Directions for this task. Would you retype the whole listing exactly, leaving its pictures out?
────────────────
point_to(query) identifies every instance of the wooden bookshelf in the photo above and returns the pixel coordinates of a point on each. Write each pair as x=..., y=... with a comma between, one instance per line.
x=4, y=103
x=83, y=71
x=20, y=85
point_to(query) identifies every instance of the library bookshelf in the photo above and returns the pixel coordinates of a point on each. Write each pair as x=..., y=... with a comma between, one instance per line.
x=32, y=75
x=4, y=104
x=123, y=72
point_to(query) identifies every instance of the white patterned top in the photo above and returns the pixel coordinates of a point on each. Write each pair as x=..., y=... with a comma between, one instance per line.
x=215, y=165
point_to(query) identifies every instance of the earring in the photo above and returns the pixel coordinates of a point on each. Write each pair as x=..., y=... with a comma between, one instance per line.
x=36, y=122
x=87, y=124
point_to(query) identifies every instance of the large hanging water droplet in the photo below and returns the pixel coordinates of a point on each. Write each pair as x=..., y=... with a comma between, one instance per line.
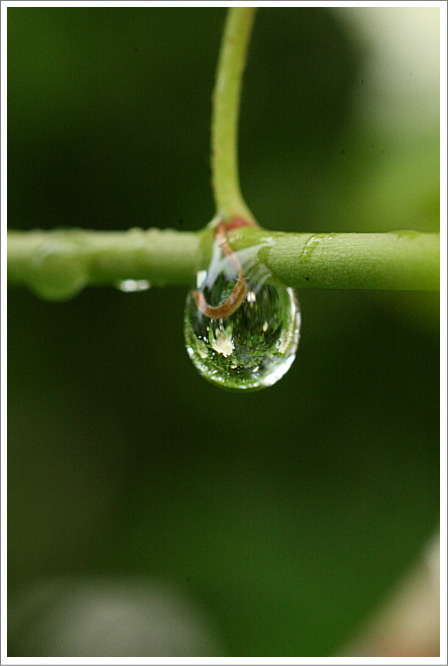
x=255, y=345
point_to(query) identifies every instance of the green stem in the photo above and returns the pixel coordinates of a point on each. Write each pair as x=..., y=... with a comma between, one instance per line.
x=58, y=264
x=226, y=97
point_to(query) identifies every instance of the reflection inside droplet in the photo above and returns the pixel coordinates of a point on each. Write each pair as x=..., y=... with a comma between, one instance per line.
x=133, y=285
x=255, y=345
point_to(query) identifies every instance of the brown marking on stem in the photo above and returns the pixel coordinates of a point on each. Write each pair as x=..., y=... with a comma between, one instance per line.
x=234, y=300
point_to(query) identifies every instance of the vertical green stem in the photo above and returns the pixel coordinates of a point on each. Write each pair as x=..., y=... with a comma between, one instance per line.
x=226, y=97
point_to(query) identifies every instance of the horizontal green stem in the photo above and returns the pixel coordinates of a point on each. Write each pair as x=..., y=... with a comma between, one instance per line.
x=58, y=264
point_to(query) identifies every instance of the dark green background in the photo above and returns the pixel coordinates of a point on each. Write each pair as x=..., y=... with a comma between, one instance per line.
x=287, y=514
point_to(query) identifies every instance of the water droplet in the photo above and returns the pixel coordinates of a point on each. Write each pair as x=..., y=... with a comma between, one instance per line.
x=133, y=285
x=253, y=346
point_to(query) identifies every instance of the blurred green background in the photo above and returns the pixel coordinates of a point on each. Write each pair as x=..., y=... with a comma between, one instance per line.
x=286, y=515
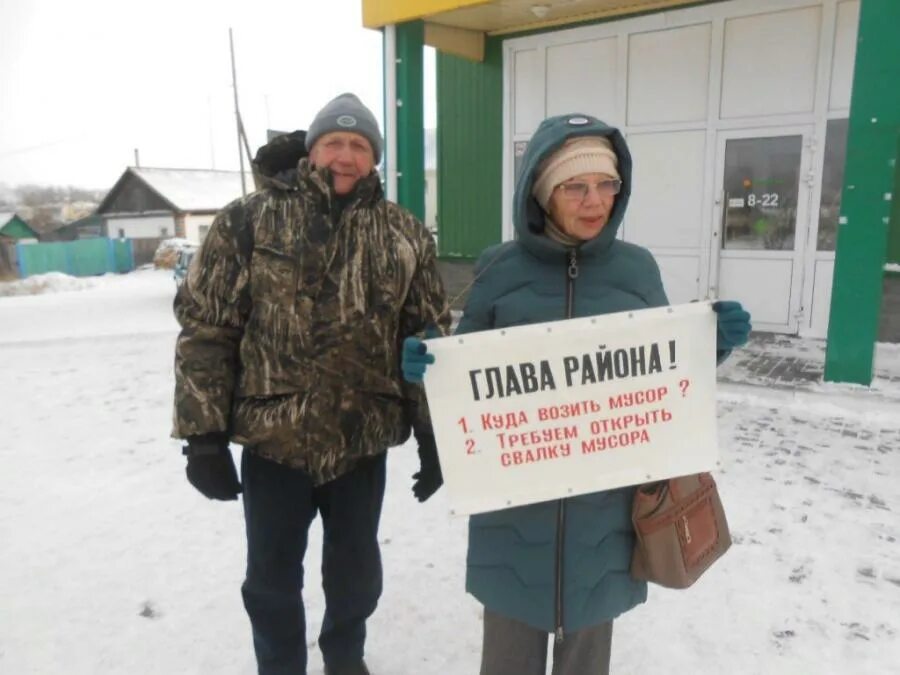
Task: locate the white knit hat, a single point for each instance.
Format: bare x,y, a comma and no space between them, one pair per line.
582,154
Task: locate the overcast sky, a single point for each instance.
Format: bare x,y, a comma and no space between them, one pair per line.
82,84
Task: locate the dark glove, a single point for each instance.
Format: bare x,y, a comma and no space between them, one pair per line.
415,359
732,325
429,478
210,466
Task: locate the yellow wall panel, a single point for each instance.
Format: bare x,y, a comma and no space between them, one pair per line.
378,13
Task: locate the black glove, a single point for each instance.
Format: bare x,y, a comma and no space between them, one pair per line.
210,466
429,478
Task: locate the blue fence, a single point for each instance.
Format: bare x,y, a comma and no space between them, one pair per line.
83,258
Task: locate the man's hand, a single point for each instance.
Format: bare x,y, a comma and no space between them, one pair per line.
415,359
429,478
210,467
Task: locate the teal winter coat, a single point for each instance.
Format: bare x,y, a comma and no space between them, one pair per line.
560,565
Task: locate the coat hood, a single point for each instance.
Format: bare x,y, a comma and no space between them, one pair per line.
528,216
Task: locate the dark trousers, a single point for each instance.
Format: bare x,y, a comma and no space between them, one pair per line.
514,648
280,504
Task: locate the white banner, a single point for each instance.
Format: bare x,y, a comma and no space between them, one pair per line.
551,410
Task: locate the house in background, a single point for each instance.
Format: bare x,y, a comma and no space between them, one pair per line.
13,228
148,205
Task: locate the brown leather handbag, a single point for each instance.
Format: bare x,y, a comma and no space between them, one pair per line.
680,530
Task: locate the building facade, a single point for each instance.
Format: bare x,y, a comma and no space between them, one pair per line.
738,115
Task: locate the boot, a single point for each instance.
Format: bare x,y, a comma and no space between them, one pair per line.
357,668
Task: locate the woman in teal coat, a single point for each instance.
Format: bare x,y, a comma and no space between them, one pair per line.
561,566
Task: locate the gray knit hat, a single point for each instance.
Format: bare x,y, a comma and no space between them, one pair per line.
346,113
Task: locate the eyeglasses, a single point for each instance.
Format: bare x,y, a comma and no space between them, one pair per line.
577,191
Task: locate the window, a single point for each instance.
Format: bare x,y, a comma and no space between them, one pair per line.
832,183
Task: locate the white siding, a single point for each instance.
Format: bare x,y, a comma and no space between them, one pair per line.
770,63
844,55
582,77
668,75
145,227
528,88
193,225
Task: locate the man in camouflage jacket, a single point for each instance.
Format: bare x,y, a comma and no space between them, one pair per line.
293,314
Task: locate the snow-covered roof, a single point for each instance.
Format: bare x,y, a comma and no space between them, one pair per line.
195,189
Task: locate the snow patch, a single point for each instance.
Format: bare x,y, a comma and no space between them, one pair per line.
51,282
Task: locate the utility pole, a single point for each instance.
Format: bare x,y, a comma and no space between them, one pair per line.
237,114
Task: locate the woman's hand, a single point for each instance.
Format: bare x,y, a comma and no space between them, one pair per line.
732,325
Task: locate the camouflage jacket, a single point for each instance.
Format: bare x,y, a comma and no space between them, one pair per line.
292,317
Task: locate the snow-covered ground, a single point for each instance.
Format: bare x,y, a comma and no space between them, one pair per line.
111,563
────────────────
Written response.
point_to(query) identifies every instance of the wooden bookshelf in the photo above and returns the pixel coordinates of a point on each. Write each pair as x=..., y=... with a comma between, one instance per line.
x=4, y=103
x=83, y=71
x=20, y=85
point_to(query) identifies every instance of the library bookshelf in the photo above and returns the pixel coordinates of a point on each. Write each pair as x=..., y=... with a comma between, one instance per line.
x=32, y=75
x=4, y=104
x=123, y=72
point_to(query) identifies every instance of the white patterned top in the photo above and returns the pixel coordinates of a point on each. Write each pair as x=..., y=... with a comma between, one instance per line.
x=215, y=165
point_to(query) identifies every instance of the earring in the photo above and returns the pixel coordinates of a point on each. Write each pair as x=..., y=... with a comma between, one instance per line.
x=36, y=122
x=87, y=124
point_to(query) identifies every instance of the large hanging water droplet in the photo below and returns the pixel coordinates of a point on each. Write each pair as x=..., y=... with a comma between, one instance per line.
x=255, y=345
point_to(query) identifies every instance of the green stem in the photo above and returns the pixel coordinates of a point on each. Write each pair as x=..., y=... with a comma between, one instance per line.
x=58, y=264
x=226, y=97
point_to(query) identifies every instance of the reflection inside droplet in the photo above and returns the pixel coordinates of a point on each. Write each pair as x=..., y=... with a comma between, one instance per line.
x=133, y=285
x=255, y=345
point_to(query) identifies every instance of the brown marking on stem in the photo above and returns the pixel coordinates of a point on each. Write each pair as x=..., y=... with a comma between, one instance per line.
x=234, y=300
point_to(query) identifies every instance of the vertical green stem in the photo above and returns the pixel coordinates of a point on each. Write each pair as x=..., y=... with a comma between, one instance per line.
x=226, y=97
point_to(query) identifies every instance of the horizontal green stem in the photo above and returns the pixel coordinates of a point on each. Write each pair as x=..., y=... with a comma between, one instance per line.
x=58, y=264
point_to(query) identifies every instance of the dark green background in the photo above and returns the pixel coordinates of a point on each. Write each pair as x=..., y=... with a comma between, one instance per line.
x=287, y=514
point_to(query) identifies every instance of the water droplet in the photo above and returns the pixel coordinates of a point on each. Write each pair as x=..., y=... with a comma between, one instance per line.
x=133, y=285
x=253, y=346
point_to(query) identifies every instance of the blurred green background in the photo above and returns the pixel coordinates of a point on each. Write each pair as x=..., y=... with a comma between, one instance per line.
x=286, y=515
Task: locate the white knit hat, a single point for each instance.
Format: bare x,y, a comma and no space between them, one pair per line.
582,154
Task: locate the overcast sky, a single point for each instance.
Format: bare x,y, a comma and no space between them, one pair per line.
82,84
Task: locate the dark glove, a single point for each instance.
Format: bare x,y, a comma and no space between them, one pair per line.
415,359
732,325
429,478
210,466
Task: locate the yellow wall panel, a single point for each instance.
Format: bare x,y, a comma and no space between them, one pair per line.
378,13
Task: locate the black glove, a single point for each instance.
Format: bare x,y, a comma and no space between them, one pair per line.
210,466
429,478
Task: locate the blue fence, a single point for each instance.
Format: bare x,y, a comma and no space between them, one pair per line.
83,258
Task: locate the man's hand, a single point for each instance.
Format: bare x,y, a comma and no space between them, one pair per line.
415,359
429,478
210,467
Task: locate the teal winter coat, a single point for each instance.
Format: bare x,y, a comma and no space between them, one pair per line.
560,565
Task: locate the coat hood, a single point for each instance.
Format: bare x,y, a comma and no space between them, one pair per line.
528,216
Task: locate the dark trousers, a single point for each instance.
Format: bare x,y, a comma and no space between them, one pair per line.
514,648
280,504
Task: locate the white banner, a single point for each instance.
Format: bare x,y, a comma and no space between them, one pair per line.
551,410
Task: locate the house in background, a single point for each instance.
Format: bare x,y, a comma and no space between them, one pair per line.
13,228
148,205
Task: locate the brown leather handbag, a single point for each instance.
Format: bare x,y, a comma and no space between them, one pair per line.
680,530
Task: locate the building facade, a single point for each instance.
Format: bare x,y, a comma and no space between them, one pair per line.
738,115
Task: locate the boot, a single point for each instance.
Format: bare x,y, a comma and no space between them, one pair per line.
357,668
Task: locate the woman in teal coat, a single point for each instance.
Format: bare x,y, a comma and no space between them, one pair per line.
561,566
Task: locate the gray knit hat, a single point for each instance.
Format: bare x,y, a comma and no space between them, one pair per line.
346,113
Task: locate the eyeglasses, a single point for each instance.
Format: bare x,y, a comma and no space between them, one pair per line.
577,191
Task: locate the window, a single point for each instance.
Format: bare x,y, a comma and no space between them, one pair per line.
832,183
Task: locate the white siding, a single point for each instance.
Format: bare x,y, a comma and no space between them, one pair per line.
770,63
844,55
582,77
668,75
145,227
528,88
193,225
Task: locate the man in camouflage jacket, a single point for each instance.
Format: bare x,y, a comma and no space between them, one pair per line.
293,314
Task: locate the snow-covered roof, a single point for each instance.
Format: bare x,y, a comma and no space between them, one pair per line.
195,189
Task: locate the snow patch, a single point for each instance.
Format: bare x,y, a comma and no space between them, one pair per line.
51,282
Task: locate the utility pole, a single point for each instance.
Format: bare x,y, a comma and no space between them, one pair per line.
237,114
Task: locate the woman's hand, a single point for each instance.
Format: bare x,y, a comma and no space between them, one pair per line.
732,325
Task: locate the camouflage jacket, a single point for each instance.
Format: bare x,y, a comma and no space between them, one pair per line.
292,317
Task: locate the snow-covered ground, a single point for each instance.
Format: bare x,y, a comma and no space between them, one pair per line.
111,563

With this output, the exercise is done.